DIRECTIVE.
The complete listing should be restated exactly.

GIVEN ENTRIES.
+++
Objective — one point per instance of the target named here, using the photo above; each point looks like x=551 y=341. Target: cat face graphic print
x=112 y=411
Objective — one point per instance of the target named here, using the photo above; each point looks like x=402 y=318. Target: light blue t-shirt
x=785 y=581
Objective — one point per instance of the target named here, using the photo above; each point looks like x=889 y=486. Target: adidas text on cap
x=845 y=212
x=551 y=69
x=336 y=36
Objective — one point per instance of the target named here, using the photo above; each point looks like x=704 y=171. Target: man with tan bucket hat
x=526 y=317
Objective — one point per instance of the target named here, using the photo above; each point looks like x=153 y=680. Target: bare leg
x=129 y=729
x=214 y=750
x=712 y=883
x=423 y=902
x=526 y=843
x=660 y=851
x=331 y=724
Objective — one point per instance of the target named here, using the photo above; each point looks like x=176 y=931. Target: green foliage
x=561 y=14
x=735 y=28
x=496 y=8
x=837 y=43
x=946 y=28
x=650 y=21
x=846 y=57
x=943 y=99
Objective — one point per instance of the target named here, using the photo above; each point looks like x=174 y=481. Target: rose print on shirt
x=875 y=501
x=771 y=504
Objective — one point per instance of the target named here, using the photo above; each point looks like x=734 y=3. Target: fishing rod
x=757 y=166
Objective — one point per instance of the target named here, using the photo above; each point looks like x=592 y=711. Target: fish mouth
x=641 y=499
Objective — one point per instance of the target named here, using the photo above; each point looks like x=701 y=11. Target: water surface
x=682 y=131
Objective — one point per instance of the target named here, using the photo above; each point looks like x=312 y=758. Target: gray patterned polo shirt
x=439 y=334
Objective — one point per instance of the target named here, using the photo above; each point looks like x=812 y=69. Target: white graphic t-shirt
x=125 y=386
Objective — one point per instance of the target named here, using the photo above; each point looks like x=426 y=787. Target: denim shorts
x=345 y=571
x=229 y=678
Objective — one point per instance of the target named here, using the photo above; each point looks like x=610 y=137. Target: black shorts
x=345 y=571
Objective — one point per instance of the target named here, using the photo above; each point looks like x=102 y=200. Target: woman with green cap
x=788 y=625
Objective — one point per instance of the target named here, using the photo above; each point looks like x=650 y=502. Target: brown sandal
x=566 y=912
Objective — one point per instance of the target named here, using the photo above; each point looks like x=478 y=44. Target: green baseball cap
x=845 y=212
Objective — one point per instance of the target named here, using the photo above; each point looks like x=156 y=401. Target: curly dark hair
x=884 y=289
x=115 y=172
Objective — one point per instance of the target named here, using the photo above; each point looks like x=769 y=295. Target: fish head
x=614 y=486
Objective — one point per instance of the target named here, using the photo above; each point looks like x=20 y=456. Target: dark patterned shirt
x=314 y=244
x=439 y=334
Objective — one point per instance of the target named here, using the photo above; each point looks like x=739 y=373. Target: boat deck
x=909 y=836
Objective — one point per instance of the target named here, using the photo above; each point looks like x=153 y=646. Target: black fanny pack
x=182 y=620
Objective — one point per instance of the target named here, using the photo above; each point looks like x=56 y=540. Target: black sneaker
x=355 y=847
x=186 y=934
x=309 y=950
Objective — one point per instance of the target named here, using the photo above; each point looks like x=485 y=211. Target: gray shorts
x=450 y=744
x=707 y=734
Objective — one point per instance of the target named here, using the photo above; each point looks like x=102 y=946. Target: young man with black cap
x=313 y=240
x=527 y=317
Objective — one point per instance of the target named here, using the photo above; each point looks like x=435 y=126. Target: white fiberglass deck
+++
TASK RESULT.
Objective — one point per instance of the target named here, using the photo above; each point looks like x=551 y=341. Target: cat face graphic print
x=112 y=411
Objective — one point per instance of the target named here, using the photo above; each point looks like x=402 y=318. Target: light blue t-shirt
x=785 y=581
Objective — one point per instance of the target named here, using the photo above; each point looks like x=889 y=486. Target: adidas text on cap
x=845 y=212
x=551 y=69
x=336 y=36
Objective — one point per instance of the target named here, using the photo above; each point looks like x=704 y=171. Target: man with tan bucket hat
x=526 y=317
Objective — one point per instance of the target named here, using the photo above; each point looks like x=153 y=680. Target: bare leg
x=129 y=729
x=214 y=750
x=712 y=883
x=423 y=902
x=526 y=843
x=660 y=851
x=331 y=724
Objective — one point per instance of the target named here, using the photo above; each point looks like x=176 y=931. Target: green foliage
x=561 y=14
x=735 y=28
x=496 y=8
x=837 y=43
x=946 y=28
x=650 y=21
x=846 y=57
x=943 y=99
Objective — one point per instance of the target named here, using the photo above; each point looks like x=174 y=481. Target: rose print on shirt
x=875 y=501
x=771 y=504
Objective — one point per instance of the target named here, using the photo above; each point looks like x=734 y=3. Target: fishing rod
x=757 y=166
Objective — one point per instance of the target named here, using the photo above; each point looks like x=592 y=711. Target: fish mouth
x=641 y=499
Objective — one point per instance of the target named here, using the photo above; each point looks like x=701 y=11. Target: water surface
x=682 y=131
Objective — one point per instance of the target named here, using the photo above; each point looks like x=312 y=758. Target: gray patterned polo shirt
x=439 y=334
Objective — one point per instance of the target named here, using the photo above; each point looks like x=812 y=69. Target: white graphic t-shirt
x=125 y=386
Objective — one point per instance of the target named here, using the photo above; each point looks like x=426 y=787. Target: denim shorts
x=345 y=571
x=229 y=678
Objective — one point per instance of the target named here, using the photo above; each point looks like x=610 y=137. Target: black shorts
x=345 y=571
Objective — one point per instance of the target named here, using the photo above; each point looks like x=102 y=200. Target: woman with green cap
x=788 y=625
Objective — one point per instance of the target named here, using the photo above; each point looks like x=650 y=502. Target: brown sandal
x=566 y=912
Objective — one point per instance of the target named here, using the photo above; each point looks like x=478 y=44. Target: green baseball cap
x=845 y=212
Objective — one point per instance of the target named here, using the photo above; each point looks like x=156 y=401. Target: curly dark hair
x=884 y=289
x=115 y=172
Objective — one point per instance of the target named here, using the photo above; each point looks like x=769 y=295. Target: fish head
x=614 y=486
Objective — one point per instance of the target named here, using the photo above; each point looks like x=20 y=456. Target: dark patterned shirt
x=314 y=244
x=439 y=334
Objective — one point per instance of the target named here, using the photo above; each point looks like x=739 y=373. Target: boat deck
x=909 y=836
Objective — one point per instance of the target named here, using the photo above; each point looks like x=153 y=646. Target: black fanny pack
x=182 y=620
Objective — one point per instance of the target named here, using the photo above; each point looks like x=56 y=540. Target: black sneaker
x=355 y=847
x=186 y=934
x=309 y=950
Objective — one point per instance of the target named here, using the photo above; each point looks like x=485 y=211. Target: gray shorts
x=450 y=744
x=707 y=734
Objective — one point per instance of the target named here, using the photo above; each point looks like x=102 y=946. Target: young man with black cap
x=313 y=240
x=527 y=317
Objective — one point per instance of the target named here, using the photo above; each point looks like x=435 y=126. Target: white fiberglass deck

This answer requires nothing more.